#### RECORDS FOR PROCESSING:
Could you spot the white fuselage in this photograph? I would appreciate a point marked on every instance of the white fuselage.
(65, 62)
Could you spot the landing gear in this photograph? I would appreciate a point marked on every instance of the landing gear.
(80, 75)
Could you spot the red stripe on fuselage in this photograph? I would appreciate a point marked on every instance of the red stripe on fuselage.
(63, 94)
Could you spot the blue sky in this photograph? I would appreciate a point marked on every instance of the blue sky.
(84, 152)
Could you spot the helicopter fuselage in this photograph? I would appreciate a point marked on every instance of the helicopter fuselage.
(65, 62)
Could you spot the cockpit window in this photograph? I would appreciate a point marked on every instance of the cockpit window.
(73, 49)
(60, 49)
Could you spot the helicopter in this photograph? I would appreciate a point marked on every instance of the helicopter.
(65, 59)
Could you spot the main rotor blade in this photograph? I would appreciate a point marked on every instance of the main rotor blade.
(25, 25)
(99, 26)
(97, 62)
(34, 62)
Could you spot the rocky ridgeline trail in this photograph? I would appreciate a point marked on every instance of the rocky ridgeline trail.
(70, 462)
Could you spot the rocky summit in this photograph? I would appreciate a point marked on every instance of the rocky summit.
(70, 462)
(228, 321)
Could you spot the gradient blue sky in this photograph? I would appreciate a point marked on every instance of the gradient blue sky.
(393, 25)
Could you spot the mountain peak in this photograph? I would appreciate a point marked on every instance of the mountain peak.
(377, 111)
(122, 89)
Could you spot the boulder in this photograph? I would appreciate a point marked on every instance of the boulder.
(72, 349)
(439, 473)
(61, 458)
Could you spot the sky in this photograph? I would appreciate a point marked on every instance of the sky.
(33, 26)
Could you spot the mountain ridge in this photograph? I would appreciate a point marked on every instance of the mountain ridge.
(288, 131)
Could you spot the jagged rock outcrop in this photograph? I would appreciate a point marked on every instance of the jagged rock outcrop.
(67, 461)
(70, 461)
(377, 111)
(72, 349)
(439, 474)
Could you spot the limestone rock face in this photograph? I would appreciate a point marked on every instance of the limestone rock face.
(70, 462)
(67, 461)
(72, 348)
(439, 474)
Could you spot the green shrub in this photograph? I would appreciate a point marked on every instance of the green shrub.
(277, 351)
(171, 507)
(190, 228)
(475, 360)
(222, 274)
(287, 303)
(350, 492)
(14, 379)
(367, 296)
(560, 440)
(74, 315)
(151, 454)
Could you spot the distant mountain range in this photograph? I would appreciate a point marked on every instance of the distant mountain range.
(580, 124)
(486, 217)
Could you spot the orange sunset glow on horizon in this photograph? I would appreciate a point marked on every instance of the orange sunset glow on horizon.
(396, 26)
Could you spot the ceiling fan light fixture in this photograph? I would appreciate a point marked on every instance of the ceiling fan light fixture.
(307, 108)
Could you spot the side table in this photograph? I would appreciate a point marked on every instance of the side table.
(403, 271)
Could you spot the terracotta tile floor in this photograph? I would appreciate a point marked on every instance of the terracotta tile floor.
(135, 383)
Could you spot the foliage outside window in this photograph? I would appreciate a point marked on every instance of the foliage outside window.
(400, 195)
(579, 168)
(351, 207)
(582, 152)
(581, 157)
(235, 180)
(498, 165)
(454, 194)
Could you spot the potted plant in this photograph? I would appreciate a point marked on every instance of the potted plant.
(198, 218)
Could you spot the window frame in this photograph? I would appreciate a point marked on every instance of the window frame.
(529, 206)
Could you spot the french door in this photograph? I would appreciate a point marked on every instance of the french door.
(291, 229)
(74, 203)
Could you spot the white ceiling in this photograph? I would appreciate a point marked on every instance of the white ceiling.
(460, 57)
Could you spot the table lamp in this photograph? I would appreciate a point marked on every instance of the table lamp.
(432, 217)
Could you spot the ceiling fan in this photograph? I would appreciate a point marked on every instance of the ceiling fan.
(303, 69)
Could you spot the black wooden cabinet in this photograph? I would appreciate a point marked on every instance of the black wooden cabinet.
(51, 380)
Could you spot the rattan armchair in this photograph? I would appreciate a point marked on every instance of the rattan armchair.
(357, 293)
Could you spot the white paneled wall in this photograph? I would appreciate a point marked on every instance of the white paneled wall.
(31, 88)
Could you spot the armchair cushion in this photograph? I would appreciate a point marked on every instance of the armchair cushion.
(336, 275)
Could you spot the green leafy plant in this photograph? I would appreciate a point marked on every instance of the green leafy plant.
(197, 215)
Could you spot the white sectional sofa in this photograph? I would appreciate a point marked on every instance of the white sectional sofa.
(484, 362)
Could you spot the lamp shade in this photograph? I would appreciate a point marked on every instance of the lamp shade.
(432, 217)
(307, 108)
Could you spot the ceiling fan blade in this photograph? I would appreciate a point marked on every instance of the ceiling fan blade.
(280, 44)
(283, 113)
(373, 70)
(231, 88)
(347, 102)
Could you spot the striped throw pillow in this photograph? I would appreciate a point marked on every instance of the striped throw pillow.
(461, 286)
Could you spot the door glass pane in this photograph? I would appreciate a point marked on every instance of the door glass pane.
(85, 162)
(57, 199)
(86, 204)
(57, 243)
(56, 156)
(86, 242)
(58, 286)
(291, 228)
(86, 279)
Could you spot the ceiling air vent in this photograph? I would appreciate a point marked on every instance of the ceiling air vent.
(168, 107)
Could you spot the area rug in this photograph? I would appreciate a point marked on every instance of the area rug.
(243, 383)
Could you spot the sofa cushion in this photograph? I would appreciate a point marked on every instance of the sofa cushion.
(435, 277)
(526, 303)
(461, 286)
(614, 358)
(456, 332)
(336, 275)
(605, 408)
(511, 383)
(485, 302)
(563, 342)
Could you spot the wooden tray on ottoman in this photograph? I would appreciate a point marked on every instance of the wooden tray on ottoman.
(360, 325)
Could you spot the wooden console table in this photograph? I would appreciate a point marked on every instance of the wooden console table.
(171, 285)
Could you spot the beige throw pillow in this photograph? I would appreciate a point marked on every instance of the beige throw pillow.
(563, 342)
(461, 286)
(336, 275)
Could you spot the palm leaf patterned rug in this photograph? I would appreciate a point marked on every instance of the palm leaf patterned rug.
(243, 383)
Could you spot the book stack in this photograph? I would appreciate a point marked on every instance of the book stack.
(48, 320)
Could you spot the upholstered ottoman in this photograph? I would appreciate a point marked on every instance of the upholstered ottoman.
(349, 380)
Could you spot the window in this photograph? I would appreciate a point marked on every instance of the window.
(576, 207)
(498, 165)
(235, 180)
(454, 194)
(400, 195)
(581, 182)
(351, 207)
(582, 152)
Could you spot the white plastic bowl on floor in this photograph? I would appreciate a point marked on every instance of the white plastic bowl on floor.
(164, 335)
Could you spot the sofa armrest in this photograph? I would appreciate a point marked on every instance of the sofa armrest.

#### TASK DESCRIPTION:
Please return every line of the listing exactly.

#### RESULT FOR THIS TASK:
Could you spot the white fuselage in this photograph? I would appreciate a point marked on every instance of the white fuselage.
(65, 62)
Could you spot the landing gear in this photograph? I would appreciate a point marked on every instance of the landing gear.
(80, 75)
Could you spot the red stripe on fuselage in this photograph? I would appreciate a point marked on every instance of the red stripe on fuselage.
(63, 94)
Could you spot the blue sky in this photograph? I would appreciate a point marked on every instance of the blue sky.
(84, 152)
Could you spot the helicopter fuselage in this photograph? I would appreciate a point marked on every instance of the helicopter fuselage.
(65, 62)
Could you spot the cockpit window in this photograph? I would appreciate a point marked on every instance of the cockpit window.
(73, 49)
(60, 49)
Could you spot the helicopter in this photograph? I would appreciate a point marked on every instance of the helicopter.
(65, 59)
Could you spot the main rotor blade in this photograph? I would appreciate a point marked on every instance of the main rotor blade.
(25, 25)
(99, 26)
(97, 62)
(34, 62)
Could you spot the rocky ridgeline trail in this photograph? I would appreciate a point marked on every instance of the rocky ridgeline trail.
(70, 462)
Could you spot the rocky summit in this photograph? I would appreciate a point marked on every instance of the rocky summit.
(70, 462)
(228, 321)
Could you spot the gradient blue sky in this photograph? I would appreciate a point marked on every instance of the gradient blue sky.
(393, 25)
Could you spot the mountain peak in this photograph? I would appreciate a point marked on every instance of the mountain peak.
(377, 111)
(122, 89)
Could you spot the boulder in this photograph? I would appreciate a point marked on every instance of the boulder.
(72, 349)
(439, 473)
(61, 458)
Could you spot the sky in this photograph? I would appreciate a point marked on every instance of the sky.
(33, 26)
Could you spot the mountain ridge in this photograph? I would appreciate a point marked on every instance of the mountain ridge.
(288, 131)
Could you spot the jagged rock outcrop in this photograph? I would appreciate a point marked on every instance of the jagged rock outcrop.
(67, 461)
(70, 461)
(377, 111)
(72, 349)
(439, 474)
Could you spot the limestone rock face in this photograph? I would appreciate a point marked on every instance of the limestone rock face.
(70, 462)
(67, 461)
(72, 348)
(439, 474)
Could you spot the green shrub in this photograph? I would appreciate a point marked on every instance of the green shrub.
(277, 351)
(171, 507)
(190, 228)
(475, 360)
(222, 274)
(287, 303)
(350, 492)
(14, 379)
(367, 296)
(560, 440)
(74, 315)
(151, 454)
Could you spot the distant mountain range in this photograph? I would appreciate a point marked on every instance of the distant mountain range.
(580, 124)
(486, 217)
Could you spot the orange sunset glow on horizon in this photograph? I would appreciate a point marked on every instance of the orange sunset glow on horizon.
(396, 26)
Could you spot the ceiling fan light fixture in this photograph? I would appreciate a point marked on every instance of the ceiling fan light fixture.
(307, 108)
Could you spot the side table in this photograph? I would appreciate a point marked on every instance of the side table.
(403, 271)
Could you spot the terracotta tile floor in this photograph? I would appreciate a point marked on every instance of the terracotta tile floor.
(135, 383)
Could you spot the foliage outside window in this photograph? I would appreciate a point marked on every instance of the foliage outside window.
(400, 195)
(579, 168)
(351, 207)
(582, 152)
(581, 157)
(235, 180)
(498, 165)
(454, 194)
Could you spot the potted plant in this photograph? I would appreciate a point marked on every instance of the potted plant.
(198, 218)
Could you spot the window frame in this photograph? I would appreciate a point marked on every instance of the window frame.
(529, 206)
Could you spot the french door in this photograph? I would appreciate a point marked on every instance of the french door.
(291, 229)
(74, 203)
Could you spot the white ceiling in this photograph? I would appreciate a point marked on every instance of the white ceiling.
(460, 57)
Could you spot the table lamp in this photograph? I would appreciate a point marked on every instance of the table lamp.
(432, 217)
Could you spot the ceiling fan in this photograph? I would appreciate a point marked on every instance of the ceiling fan.
(303, 69)
Could you spot the black wooden cabinet in this photograph? I would appreciate a point marked on every instance of the black wooden cabinet.
(51, 380)
Could you spot the rattan armchair in this photograph? I would appreciate a point marked on every instance of the rattan armchair.
(357, 293)
Could you spot the white paneled wall in this photograph? I would appreciate a point marked on every instance of the white paneled wall.
(31, 88)
Could you spot the armchair cushion in this photograph? I would appreciate a point marked on every instance of the armchair cushion.
(336, 275)
Could you spot the green leafy plant in this photograph? I would appreciate a point marked on every instance of the green leafy plant.
(197, 215)
Could you spot the white sectional sofa in this photograph? I would appreciate a point marked on every instance of the white sectional sofa.
(484, 362)
Could you spot the lamp shade in this photograph? I would appreciate a point marked on every instance of the lamp shade.
(432, 217)
(307, 108)
Could you spot the ceiling fan blade in this photograph? I would appreciate a point marked on every instance of the ceiling fan blade.
(280, 44)
(283, 113)
(373, 70)
(231, 88)
(347, 102)
Could you spot the striped throw pillow in this photograph? I would appreciate a point marked on every instance of the striped throw pillow.
(461, 286)
Could you spot the door glass pane in this photograph? I would appreciate a point marked on every instance of the door glass pane.
(85, 162)
(57, 199)
(86, 204)
(57, 243)
(56, 156)
(86, 242)
(58, 286)
(291, 228)
(86, 279)
Could you spot the ceiling air vent in this photograph? I would appreciate a point marked on every instance of the ceiling air vent.
(168, 107)
Could you spot the area rug in this photograph? I would appreciate a point marked on every instance of the area rug.
(243, 383)
Could you spot the sofa cushion in this photograph? I would appreciate a point marked on every instance of the sofa cushion.
(435, 277)
(526, 303)
(461, 286)
(614, 358)
(456, 332)
(336, 275)
(605, 408)
(511, 383)
(485, 302)
(563, 342)
Could you spot the wooden tray on ottoman in this photograph? I would appreciate a point marked on every instance of the wooden tray on ottoman.
(360, 325)
Could you spot the wooden console table in this photograph? I would appreciate a point marked on every instance of the wooden console table.
(171, 285)
Could you spot the beige throw pillow in this photograph? I would appreciate a point marked on every instance of the beige throw pillow.
(563, 342)
(461, 286)
(336, 275)
Could you spot the palm leaf patterned rug in this photograph? I would appreciate a point marked on every instance of the palm leaf patterned rug.
(243, 383)
Could you spot the book stack in this photograph? I would appreciate a point marked on every instance of the book stack.
(48, 320)
Could you spot the upholstered ottoman in this photograph? I would appreciate a point marked on every instance of the upholstered ottoman.
(349, 380)
Could you spot the window in this photograph? I would appreciate a point marked on every instance of the window.
(576, 207)
(498, 165)
(235, 180)
(454, 194)
(400, 195)
(581, 182)
(351, 207)
(582, 152)
Could you spot the white plastic bowl on floor in this photograph? I would appreciate a point marked on every instance of the white plastic bowl on floor.
(164, 335)
Could you spot the sofa armrest in this photograph? I would appreciate a point marked on every instance of the sofa armrest.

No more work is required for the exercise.